Ana Curra: la vida en el filo del icono del punk español
La cantante, miembro de Parálisis Permanente y superviviente de la movida, regresa con una reflexión sobre la pandemia
El enigma es cómo ha sobrevivido Ana Curra. La respuesta la da ella: “Tengo una buena materia prima física heredada de la raíz materna. Somos mujeres fuertes, poderosas. Y también recibí una educación austera, el gran regalo de mis padres, y disciplinada gracias al estudio del piano desde pequeñita. Cuando ves el abismo y pierdes el norte te agarras a esas herramientas. Y te pueden salvar”. Su madre tiene 87 años y su padre 97. Una de sus abuelas murió recientemente con 110. Pasta dura, rocosa. Como su nueva obra, Hiel, una canción sinfonía sobre sus sentimientos con la pandemia.
Ana Curra (Madrid, 62 años) se ha tambaleado muchas veces a lo largo de su vida. Con 25 años, integrante de uno de los grupos más magnéticos de la movida madrileña, Parálisis Permanente, conducía un coche camino de un concierto en Zaragoza cuando perdió el control. Eduardo Benavente, cantante, guitarrista y estrella emergente, con el que vivía una potente historia de amor y rock, salió disparado por una ventanilla y se rompió el cuello. Murió. Tenía 20 años. Una década más tarde, otra de sus parejas falleció joven, el poeta El Ángel. De sida. Ella lo acompañó en su agonía de 12 meses. Estos dos golpes Ana Curra los anestesió con la heroína, a la que se enganchó. El último revés ha sido el fallecimiento por un linfoma cerebral de su hermano Javier, el que le inculcó el virus del rock con sus discos de Dr. Feelgood, Bob Dylan o Elvis Costello. “Todavía estoy en proceso de superarlo”, dice hoy sobre esta última pérdida.

§ EJERCICIOS:
a – Según el artículo sobre Ana Curra, ¿qué artistas sonaban en los discos con los que su hermano Javier le pasó el gusto por el rock? Nómbralos a todos.
b – Vuelve a escribir, sin cambiar nada, la parte del artículo sobre Ana Curra que empieza con las palabras "Ana Curra: la" y termina con "con la pandemia.".

§ DATOS DE PARTIDA:
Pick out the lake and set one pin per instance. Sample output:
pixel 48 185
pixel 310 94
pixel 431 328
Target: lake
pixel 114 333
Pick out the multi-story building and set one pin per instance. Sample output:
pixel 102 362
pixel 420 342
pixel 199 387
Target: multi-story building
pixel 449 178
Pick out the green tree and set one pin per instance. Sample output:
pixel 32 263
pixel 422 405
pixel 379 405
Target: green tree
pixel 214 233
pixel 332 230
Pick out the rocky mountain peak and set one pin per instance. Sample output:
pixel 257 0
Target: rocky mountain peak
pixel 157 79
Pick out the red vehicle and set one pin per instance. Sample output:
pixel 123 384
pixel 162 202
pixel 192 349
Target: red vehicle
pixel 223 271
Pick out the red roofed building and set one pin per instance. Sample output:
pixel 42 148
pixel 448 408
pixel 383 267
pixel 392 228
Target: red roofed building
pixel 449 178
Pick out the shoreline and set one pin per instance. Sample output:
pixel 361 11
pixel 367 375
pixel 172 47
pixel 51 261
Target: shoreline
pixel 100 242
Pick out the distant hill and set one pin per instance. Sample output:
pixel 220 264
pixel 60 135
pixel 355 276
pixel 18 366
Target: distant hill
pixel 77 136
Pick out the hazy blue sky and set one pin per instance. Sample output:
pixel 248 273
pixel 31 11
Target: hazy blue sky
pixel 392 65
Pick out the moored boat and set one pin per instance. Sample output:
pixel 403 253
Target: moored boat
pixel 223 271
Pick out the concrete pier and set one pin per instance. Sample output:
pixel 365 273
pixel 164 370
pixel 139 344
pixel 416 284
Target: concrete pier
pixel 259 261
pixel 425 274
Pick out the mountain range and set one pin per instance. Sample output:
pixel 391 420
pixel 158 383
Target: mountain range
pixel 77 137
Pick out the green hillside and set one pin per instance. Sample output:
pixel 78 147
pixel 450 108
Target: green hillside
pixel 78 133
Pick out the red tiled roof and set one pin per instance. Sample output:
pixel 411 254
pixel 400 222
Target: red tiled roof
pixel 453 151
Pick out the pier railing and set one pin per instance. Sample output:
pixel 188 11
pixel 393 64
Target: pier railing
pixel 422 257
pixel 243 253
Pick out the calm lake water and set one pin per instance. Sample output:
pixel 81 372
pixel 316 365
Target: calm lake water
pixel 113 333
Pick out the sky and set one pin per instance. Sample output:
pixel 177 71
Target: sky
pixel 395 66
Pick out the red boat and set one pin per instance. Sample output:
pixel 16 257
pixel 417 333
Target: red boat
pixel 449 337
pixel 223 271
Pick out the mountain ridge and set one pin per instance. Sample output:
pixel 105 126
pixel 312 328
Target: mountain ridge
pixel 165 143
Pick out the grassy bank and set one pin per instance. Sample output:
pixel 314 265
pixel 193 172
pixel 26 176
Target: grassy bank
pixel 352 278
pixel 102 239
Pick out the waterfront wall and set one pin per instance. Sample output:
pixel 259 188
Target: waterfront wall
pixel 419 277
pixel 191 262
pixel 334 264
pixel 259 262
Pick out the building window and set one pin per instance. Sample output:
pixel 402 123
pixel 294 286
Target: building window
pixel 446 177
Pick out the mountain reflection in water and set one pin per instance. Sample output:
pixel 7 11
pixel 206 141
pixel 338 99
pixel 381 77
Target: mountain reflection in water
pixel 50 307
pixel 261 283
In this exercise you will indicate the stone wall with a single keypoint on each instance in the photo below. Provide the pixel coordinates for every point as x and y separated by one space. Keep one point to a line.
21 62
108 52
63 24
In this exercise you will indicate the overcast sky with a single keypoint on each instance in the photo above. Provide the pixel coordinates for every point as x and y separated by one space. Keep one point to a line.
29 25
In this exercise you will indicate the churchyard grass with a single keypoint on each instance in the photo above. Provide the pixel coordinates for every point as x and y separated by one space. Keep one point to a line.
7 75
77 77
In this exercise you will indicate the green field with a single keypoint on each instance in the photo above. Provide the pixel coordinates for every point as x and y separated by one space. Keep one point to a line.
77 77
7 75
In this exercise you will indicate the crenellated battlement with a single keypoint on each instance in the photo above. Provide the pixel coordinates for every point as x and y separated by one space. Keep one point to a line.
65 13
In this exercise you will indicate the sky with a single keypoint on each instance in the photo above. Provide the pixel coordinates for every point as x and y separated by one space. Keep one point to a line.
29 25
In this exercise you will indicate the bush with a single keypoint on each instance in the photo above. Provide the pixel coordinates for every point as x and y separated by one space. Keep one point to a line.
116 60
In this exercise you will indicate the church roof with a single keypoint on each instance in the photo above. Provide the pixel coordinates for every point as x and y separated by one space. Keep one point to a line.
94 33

...

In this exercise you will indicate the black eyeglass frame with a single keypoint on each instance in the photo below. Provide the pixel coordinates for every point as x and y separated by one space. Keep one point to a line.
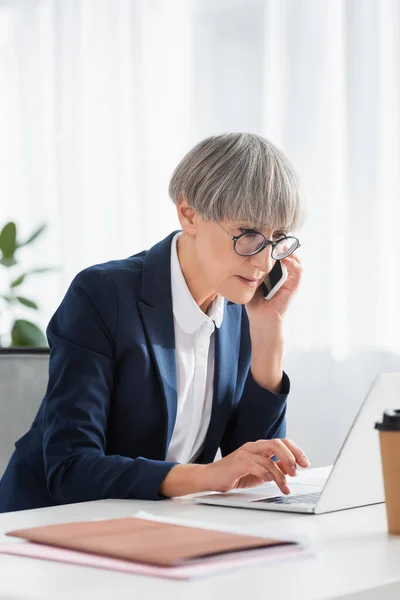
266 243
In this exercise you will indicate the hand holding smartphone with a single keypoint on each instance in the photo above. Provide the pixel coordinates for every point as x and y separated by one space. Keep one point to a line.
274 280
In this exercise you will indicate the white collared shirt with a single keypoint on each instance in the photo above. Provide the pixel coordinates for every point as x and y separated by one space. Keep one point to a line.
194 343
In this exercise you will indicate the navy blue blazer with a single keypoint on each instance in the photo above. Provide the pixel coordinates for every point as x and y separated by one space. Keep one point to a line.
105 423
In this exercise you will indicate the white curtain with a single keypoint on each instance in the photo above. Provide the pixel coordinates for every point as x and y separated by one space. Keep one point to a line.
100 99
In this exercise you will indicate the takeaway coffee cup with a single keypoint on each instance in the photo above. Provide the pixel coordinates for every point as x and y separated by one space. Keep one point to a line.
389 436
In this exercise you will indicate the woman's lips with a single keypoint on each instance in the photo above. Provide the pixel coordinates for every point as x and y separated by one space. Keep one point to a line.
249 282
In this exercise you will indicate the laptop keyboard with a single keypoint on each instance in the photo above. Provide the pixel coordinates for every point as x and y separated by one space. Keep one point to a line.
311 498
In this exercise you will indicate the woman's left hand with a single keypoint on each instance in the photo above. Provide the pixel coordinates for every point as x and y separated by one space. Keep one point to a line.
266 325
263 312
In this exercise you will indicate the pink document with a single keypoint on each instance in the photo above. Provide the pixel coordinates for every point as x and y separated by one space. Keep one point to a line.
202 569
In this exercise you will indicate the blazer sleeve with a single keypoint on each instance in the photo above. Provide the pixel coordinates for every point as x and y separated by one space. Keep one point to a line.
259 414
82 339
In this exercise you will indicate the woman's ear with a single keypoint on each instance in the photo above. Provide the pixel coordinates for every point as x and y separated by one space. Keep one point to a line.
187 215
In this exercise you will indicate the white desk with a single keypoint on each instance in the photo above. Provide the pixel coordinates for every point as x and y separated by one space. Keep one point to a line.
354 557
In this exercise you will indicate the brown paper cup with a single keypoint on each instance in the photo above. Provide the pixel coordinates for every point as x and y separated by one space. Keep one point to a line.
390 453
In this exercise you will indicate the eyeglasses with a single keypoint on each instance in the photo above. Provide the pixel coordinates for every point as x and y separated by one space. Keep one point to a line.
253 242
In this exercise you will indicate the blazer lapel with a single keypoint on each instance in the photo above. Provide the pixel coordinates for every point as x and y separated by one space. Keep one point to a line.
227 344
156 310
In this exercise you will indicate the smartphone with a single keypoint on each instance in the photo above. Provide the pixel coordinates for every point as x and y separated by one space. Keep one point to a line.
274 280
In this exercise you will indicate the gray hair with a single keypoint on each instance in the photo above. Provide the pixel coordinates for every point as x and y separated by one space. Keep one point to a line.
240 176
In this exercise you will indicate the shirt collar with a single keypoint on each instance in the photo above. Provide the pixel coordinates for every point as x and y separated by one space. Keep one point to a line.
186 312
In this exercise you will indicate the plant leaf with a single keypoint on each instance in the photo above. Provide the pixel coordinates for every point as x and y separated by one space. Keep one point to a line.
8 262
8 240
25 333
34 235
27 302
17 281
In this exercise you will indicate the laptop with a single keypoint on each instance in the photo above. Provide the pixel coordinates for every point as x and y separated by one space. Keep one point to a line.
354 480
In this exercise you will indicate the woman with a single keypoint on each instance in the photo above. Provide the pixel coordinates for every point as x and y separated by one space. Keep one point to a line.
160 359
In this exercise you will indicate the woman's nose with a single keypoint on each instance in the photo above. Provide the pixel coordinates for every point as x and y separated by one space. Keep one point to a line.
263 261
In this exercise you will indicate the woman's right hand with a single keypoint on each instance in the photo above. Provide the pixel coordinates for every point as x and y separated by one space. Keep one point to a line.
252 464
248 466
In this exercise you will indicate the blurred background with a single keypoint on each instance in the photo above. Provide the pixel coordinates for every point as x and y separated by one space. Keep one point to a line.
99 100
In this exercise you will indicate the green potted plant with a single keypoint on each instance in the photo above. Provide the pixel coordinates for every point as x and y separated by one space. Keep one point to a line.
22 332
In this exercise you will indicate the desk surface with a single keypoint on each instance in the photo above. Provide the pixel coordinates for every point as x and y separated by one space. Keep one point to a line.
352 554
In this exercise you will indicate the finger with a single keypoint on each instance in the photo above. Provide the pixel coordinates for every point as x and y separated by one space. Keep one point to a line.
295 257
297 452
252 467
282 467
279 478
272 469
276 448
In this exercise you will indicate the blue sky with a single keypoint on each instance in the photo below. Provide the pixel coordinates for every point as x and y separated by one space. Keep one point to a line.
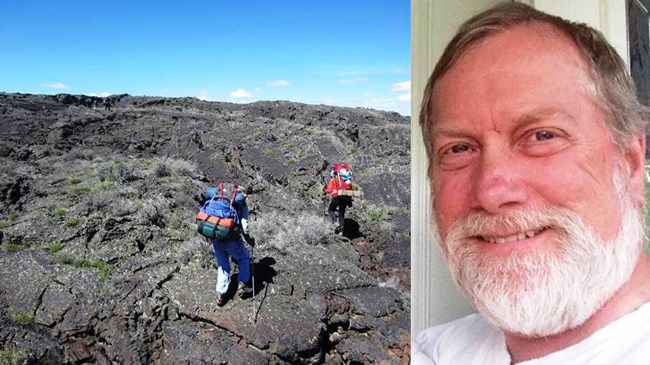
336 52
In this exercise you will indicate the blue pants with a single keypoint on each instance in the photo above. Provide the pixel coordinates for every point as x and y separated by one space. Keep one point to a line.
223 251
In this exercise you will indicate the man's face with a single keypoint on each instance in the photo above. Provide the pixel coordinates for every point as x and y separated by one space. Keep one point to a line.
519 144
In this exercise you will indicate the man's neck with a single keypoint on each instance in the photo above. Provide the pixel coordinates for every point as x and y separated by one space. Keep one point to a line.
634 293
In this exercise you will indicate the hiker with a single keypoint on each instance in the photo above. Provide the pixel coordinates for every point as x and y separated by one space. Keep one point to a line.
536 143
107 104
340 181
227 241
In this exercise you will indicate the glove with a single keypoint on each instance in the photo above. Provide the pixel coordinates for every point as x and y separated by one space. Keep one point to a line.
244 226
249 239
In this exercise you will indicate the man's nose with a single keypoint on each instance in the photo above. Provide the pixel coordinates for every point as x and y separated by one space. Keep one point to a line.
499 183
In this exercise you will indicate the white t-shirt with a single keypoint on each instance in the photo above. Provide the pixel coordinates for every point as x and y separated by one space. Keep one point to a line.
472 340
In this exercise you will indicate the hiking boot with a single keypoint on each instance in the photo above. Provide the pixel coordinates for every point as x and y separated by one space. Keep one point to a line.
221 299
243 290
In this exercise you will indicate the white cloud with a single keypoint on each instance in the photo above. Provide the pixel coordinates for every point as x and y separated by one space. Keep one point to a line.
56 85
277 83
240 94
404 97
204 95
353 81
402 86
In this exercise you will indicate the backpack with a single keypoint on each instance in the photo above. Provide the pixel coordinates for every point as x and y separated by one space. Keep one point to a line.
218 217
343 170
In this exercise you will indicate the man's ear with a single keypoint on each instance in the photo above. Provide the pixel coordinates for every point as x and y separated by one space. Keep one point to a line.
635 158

§ RESPUESTAS:
a – Dr. Feelgood, Bob Dylan y Elvis Costello.

b –
Ana Curra: la vida en el filo del icono del punk español
La cantante, miembro de Parálisis Permanente y superviviente de la movida, regresa con una reflexión sobre la pandemia
El enigma es cómo ha sobrevivido Ana Curra. La respuesta la da ella: “Tengo una buena materia prima física heredada de la raíz materna. Somos mujeres fuertes, poderosas. Y también recibí una educación austera, el gran regalo de mis padres, y disciplinada gracias al estudio del piano desde pequeñita. Cuando ves el abismo y pierdes el norte te agarras a esas herramientas. Y te pueden salvar”. Su madre tiene 87 años y su padre 97. Una de sus abuelas murió recientemente con 110. Pasta dura, rocosa. Como su nueva obra, Hiel, una canción sinfonía sobre sus sentimientos con la pandemia.